--- DATA ---

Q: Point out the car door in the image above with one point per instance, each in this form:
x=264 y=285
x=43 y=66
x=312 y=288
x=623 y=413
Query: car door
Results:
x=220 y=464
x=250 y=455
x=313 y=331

---

Reproduce every line of the records above, unchanged.

**FINISHED EXERCISE**.
Q: Point out the car door in the image above with one point per instance, each in this form:
x=264 y=285
x=43 y=66
x=312 y=288
x=623 y=413
Query: car door
Results:
x=220 y=464
x=250 y=455
x=313 y=331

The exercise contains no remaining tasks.